> [Data]
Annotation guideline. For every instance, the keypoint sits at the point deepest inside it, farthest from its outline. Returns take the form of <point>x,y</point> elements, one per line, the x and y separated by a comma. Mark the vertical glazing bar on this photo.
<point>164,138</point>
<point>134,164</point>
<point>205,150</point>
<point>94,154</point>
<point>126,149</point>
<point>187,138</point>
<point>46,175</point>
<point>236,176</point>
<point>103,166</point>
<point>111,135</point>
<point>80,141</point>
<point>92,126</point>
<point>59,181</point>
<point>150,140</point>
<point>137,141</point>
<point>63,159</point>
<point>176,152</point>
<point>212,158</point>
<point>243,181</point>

> [Work item] Could every record be printed again exactly as it reads?

> [Result of this exercise]
Annotation guideline. For every instance, the keypoint sits at the point deepest inside it, farthest from its outline. Returns take the form of <point>x,y</point> elements, one per line, the x and y separated by a comma. Mark the vertical glazing bar on this photo.
<point>164,138</point>
<point>134,164</point>
<point>205,150</point>
<point>94,154</point>
<point>126,149</point>
<point>187,138</point>
<point>46,175</point>
<point>236,176</point>
<point>103,166</point>
<point>111,135</point>
<point>80,141</point>
<point>92,126</point>
<point>59,181</point>
<point>150,140</point>
<point>137,141</point>
<point>63,159</point>
<point>176,152</point>
<point>212,158</point>
<point>243,181</point>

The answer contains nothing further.